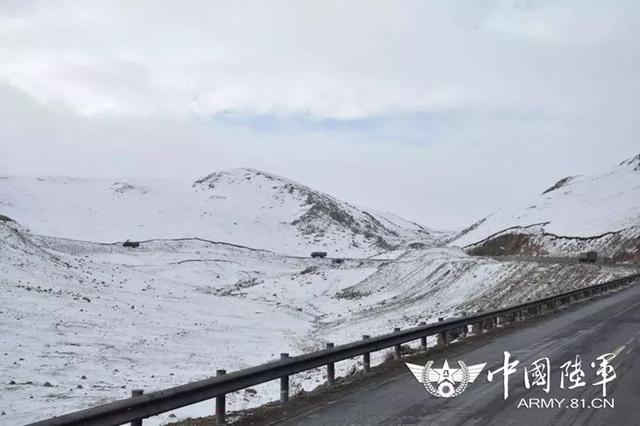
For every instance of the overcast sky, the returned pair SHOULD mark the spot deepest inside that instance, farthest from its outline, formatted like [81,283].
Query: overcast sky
[440,111]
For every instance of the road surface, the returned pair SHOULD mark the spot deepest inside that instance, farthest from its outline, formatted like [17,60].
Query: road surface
[609,324]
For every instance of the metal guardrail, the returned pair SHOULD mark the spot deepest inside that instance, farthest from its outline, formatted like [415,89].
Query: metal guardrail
[136,408]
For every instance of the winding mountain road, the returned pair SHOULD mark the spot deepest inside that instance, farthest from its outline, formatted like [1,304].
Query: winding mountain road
[609,324]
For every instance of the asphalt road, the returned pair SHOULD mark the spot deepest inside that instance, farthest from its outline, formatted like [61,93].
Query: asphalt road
[607,325]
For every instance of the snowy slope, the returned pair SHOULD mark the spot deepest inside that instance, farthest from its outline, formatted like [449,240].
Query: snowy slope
[241,206]
[577,207]
[172,311]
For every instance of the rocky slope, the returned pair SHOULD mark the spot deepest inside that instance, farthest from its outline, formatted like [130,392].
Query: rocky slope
[579,213]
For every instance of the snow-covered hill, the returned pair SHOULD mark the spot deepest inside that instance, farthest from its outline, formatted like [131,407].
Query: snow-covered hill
[578,213]
[84,323]
[241,206]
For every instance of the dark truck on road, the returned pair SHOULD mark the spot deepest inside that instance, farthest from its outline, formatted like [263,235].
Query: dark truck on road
[588,257]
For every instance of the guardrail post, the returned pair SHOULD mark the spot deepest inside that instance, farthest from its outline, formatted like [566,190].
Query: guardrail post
[476,329]
[423,339]
[397,348]
[366,357]
[331,371]
[220,403]
[442,337]
[136,392]
[284,383]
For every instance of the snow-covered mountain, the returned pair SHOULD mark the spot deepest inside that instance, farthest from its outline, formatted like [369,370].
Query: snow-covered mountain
[84,323]
[578,213]
[240,206]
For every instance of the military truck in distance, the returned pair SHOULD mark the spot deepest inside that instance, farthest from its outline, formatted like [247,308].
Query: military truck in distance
[588,257]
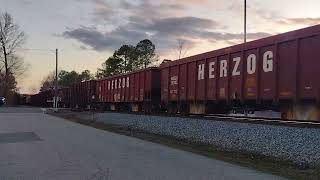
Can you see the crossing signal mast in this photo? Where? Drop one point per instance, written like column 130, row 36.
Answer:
column 245, row 21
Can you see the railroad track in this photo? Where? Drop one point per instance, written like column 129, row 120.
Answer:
column 241, row 119
column 263, row 120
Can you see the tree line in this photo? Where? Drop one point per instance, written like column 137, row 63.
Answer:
column 125, row 59
column 12, row 67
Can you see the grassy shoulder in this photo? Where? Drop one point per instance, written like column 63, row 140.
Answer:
column 265, row 164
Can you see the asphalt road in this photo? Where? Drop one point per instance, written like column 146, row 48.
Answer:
column 34, row 145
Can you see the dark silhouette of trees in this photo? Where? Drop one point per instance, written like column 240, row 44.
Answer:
column 11, row 38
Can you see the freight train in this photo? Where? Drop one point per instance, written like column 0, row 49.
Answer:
column 277, row 73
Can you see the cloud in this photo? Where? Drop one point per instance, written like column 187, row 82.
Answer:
column 299, row 21
column 147, row 20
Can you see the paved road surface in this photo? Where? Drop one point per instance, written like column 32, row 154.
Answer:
column 34, row 145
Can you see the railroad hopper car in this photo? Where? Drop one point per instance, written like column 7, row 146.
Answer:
column 277, row 73
column 42, row 99
column 134, row 91
column 82, row 95
column 64, row 97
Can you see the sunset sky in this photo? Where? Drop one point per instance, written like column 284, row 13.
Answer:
column 86, row 32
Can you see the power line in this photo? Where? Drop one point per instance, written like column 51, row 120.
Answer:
column 35, row 49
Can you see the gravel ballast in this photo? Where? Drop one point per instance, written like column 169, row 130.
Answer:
column 299, row 145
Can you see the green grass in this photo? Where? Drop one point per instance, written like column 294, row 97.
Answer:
column 261, row 163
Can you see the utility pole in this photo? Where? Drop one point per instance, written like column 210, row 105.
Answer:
column 245, row 21
column 55, row 102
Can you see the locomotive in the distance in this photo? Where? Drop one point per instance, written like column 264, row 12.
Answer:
column 277, row 73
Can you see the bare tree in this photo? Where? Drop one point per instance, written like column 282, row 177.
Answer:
column 11, row 38
column 182, row 48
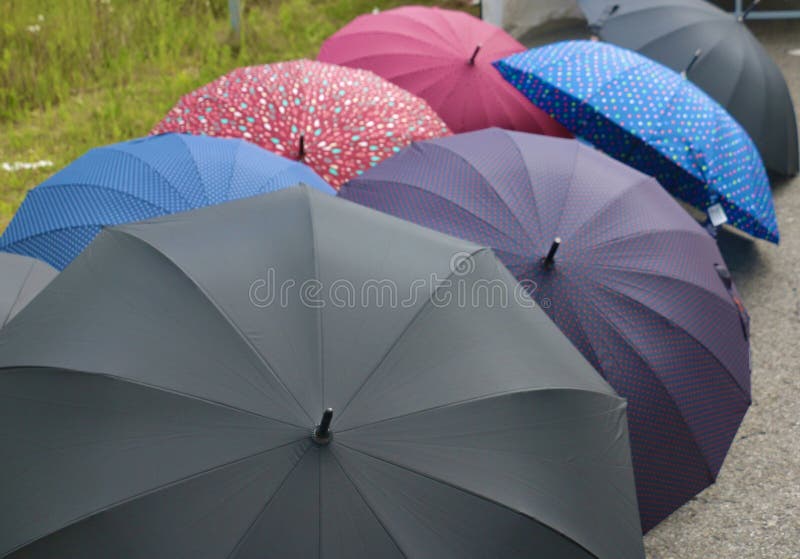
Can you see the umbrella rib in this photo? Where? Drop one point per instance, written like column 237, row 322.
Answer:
column 660, row 38
column 472, row 493
column 466, row 401
column 403, row 334
column 672, row 323
column 495, row 194
column 156, row 171
column 608, row 204
column 645, row 360
column 226, row 318
column 170, row 391
column 392, row 182
column 369, row 505
column 249, row 529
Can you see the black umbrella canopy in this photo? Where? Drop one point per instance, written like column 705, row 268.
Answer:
column 167, row 396
column 718, row 53
column 21, row 279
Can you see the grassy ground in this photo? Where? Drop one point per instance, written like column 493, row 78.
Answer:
column 79, row 73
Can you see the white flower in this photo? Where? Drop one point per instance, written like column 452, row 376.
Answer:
column 21, row 165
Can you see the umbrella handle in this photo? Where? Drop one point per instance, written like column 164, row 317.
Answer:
column 727, row 281
column 322, row 434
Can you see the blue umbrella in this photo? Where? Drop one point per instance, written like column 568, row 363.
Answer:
column 653, row 119
column 141, row 179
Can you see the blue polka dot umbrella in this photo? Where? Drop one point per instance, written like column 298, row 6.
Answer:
column 653, row 119
column 138, row 180
column 339, row 121
column 628, row 276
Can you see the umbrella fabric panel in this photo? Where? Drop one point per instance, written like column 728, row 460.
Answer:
column 634, row 285
column 119, row 449
column 337, row 120
column 650, row 118
column 21, row 279
column 733, row 67
column 458, row 448
column 173, row 336
column 429, row 52
column 142, row 179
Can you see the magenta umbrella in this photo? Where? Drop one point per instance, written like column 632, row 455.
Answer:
column 445, row 57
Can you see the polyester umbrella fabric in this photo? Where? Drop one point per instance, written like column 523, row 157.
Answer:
column 636, row 285
column 21, row 279
column 141, row 179
column 649, row 117
column 337, row 120
column 161, row 397
column 731, row 65
column 445, row 57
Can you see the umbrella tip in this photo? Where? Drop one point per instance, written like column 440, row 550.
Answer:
column 747, row 11
column 549, row 260
column 694, row 59
column 322, row 433
column 474, row 54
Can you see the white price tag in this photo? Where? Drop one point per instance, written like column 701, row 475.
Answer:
column 717, row 215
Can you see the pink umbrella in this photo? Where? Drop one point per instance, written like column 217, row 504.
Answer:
column 339, row 121
column 445, row 57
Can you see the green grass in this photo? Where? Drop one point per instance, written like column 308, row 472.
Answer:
column 75, row 74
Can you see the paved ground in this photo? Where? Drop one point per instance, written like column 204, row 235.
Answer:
column 753, row 511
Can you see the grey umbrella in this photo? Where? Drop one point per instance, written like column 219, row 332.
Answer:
column 21, row 279
column 297, row 376
column 718, row 53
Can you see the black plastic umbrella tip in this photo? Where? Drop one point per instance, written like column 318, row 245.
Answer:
column 322, row 434
column 474, row 55
column 549, row 260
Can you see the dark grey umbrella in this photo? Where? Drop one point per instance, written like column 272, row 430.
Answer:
column 718, row 53
column 21, row 279
column 166, row 397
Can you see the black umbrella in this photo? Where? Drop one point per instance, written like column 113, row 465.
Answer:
column 168, row 396
column 21, row 279
column 717, row 52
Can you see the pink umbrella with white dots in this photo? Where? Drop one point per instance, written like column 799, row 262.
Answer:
column 340, row 121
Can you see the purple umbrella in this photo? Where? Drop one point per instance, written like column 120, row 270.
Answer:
column 637, row 285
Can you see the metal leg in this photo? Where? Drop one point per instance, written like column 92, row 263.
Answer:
column 738, row 10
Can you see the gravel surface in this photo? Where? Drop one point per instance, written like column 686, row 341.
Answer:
column 753, row 511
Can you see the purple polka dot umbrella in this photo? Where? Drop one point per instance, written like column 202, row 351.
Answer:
column 653, row 119
column 634, row 282
column 337, row 120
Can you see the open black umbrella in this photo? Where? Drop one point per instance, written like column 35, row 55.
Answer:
column 717, row 52
column 298, row 376
column 21, row 279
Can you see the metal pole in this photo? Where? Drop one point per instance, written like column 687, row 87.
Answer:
column 235, row 10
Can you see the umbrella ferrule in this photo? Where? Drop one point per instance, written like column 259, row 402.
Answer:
column 695, row 58
column 549, row 260
column 474, row 55
column 747, row 10
column 322, row 434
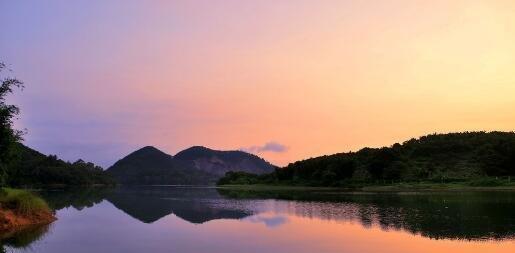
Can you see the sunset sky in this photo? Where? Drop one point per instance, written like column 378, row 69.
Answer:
column 286, row 80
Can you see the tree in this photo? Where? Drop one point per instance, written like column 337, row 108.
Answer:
column 9, row 137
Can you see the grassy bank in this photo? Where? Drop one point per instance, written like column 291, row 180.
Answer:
column 20, row 209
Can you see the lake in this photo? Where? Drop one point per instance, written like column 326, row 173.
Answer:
column 207, row 219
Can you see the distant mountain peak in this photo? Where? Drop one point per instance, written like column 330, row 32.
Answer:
column 195, row 165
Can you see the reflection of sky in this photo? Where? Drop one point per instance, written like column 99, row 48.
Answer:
column 105, row 229
column 270, row 221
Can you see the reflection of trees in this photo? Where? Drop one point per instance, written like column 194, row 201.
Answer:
column 78, row 198
column 22, row 238
column 470, row 216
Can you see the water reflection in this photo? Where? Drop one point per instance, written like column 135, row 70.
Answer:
column 469, row 217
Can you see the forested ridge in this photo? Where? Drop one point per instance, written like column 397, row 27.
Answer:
column 436, row 157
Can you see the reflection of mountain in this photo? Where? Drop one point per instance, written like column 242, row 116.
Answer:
column 469, row 216
column 149, row 204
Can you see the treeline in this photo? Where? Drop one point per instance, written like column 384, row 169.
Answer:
column 22, row 166
column 32, row 168
column 436, row 157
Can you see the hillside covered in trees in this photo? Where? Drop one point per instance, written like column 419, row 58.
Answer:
column 437, row 157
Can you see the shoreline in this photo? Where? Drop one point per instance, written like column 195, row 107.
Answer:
column 396, row 188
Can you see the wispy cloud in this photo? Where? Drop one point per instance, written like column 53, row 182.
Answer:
column 272, row 146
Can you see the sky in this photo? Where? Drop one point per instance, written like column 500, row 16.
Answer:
column 284, row 79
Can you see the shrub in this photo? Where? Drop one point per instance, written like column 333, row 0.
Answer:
column 22, row 201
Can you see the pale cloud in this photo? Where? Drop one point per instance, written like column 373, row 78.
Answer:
column 272, row 146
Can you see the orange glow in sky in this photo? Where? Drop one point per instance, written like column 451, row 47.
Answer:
column 318, row 77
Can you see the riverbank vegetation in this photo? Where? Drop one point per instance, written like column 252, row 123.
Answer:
column 479, row 159
column 20, row 209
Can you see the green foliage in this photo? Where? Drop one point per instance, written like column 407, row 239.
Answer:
column 442, row 158
column 22, row 201
column 8, row 136
column 36, row 169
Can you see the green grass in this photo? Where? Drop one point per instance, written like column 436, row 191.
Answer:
column 22, row 201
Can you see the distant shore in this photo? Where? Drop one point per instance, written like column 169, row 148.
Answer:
column 401, row 187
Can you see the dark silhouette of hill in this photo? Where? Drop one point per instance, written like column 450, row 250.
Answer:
column 193, row 166
column 32, row 168
column 437, row 157
column 219, row 162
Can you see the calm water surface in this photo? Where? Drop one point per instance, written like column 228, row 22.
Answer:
column 196, row 220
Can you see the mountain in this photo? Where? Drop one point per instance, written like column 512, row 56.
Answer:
column 477, row 157
column 32, row 168
column 219, row 162
column 193, row 166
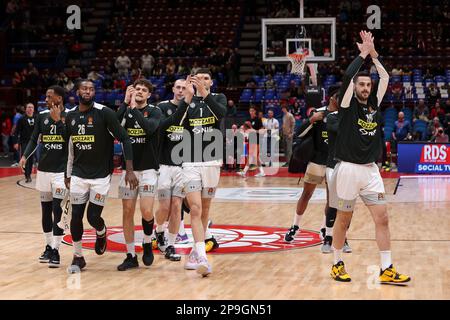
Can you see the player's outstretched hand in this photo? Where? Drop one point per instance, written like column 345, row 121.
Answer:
column 131, row 179
column 128, row 93
column 200, row 86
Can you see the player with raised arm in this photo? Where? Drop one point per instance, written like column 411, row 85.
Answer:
column 358, row 147
column 200, row 113
column 141, row 121
column 50, row 131
column 90, row 131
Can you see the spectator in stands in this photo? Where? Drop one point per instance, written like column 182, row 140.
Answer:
column 439, row 136
column 288, row 133
column 437, row 111
column 270, row 83
column 122, row 64
column 182, row 68
column 195, row 67
column 6, row 125
column 433, row 93
column 397, row 89
column 402, row 128
column 421, row 111
column 71, row 103
column 147, row 63
column 434, row 126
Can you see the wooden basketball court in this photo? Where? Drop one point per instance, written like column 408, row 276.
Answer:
column 420, row 232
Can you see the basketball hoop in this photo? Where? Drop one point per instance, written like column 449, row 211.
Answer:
column 298, row 62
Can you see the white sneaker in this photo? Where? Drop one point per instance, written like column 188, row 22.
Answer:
column 203, row 267
column 241, row 173
column 191, row 261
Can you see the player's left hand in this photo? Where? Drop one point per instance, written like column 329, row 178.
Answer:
column 131, row 179
column 200, row 86
column 55, row 112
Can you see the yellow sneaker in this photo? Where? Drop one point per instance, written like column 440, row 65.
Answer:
column 338, row 272
column 211, row 244
column 391, row 276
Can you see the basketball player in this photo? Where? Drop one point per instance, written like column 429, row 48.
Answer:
column 91, row 128
column 170, row 183
column 357, row 148
column 141, row 121
column 315, row 171
column 50, row 129
column 200, row 116
column 332, row 128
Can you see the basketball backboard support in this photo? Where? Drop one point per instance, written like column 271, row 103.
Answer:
column 281, row 37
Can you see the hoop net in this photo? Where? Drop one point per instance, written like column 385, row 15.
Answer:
column 298, row 62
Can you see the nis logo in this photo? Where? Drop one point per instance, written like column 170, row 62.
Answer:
column 435, row 153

# [What the task asks]
In the records above, find the line with "Can you see the paved ground"; write out exactly that line and each one after it, stopping after the line with "Can you see the black umbrella in".

# [Written reply]
Can you see the paved ground in this photo? Where? Drop one point per instance, written like column 204, row 235.
Answer:
column 753, row 511
Can you see the grey umbrella in this photo? Where? Drop one point per instance, written like column 219, row 332.
Answer:
column 21, row 279
column 297, row 376
column 718, row 53
Can you see the black plastic umbrella tip in this photo? Where? Drop one point per instance, written like column 318, row 245.
Answer:
column 322, row 434
column 474, row 55
column 549, row 260
Can you see the dark grey umbrella in this photo? Where? Drop one point per instance, written like column 272, row 430.
Answer:
column 718, row 53
column 21, row 279
column 166, row 397
Can you see the black umbrella in this photo? Where? Drop one point per instance, written like column 113, row 465.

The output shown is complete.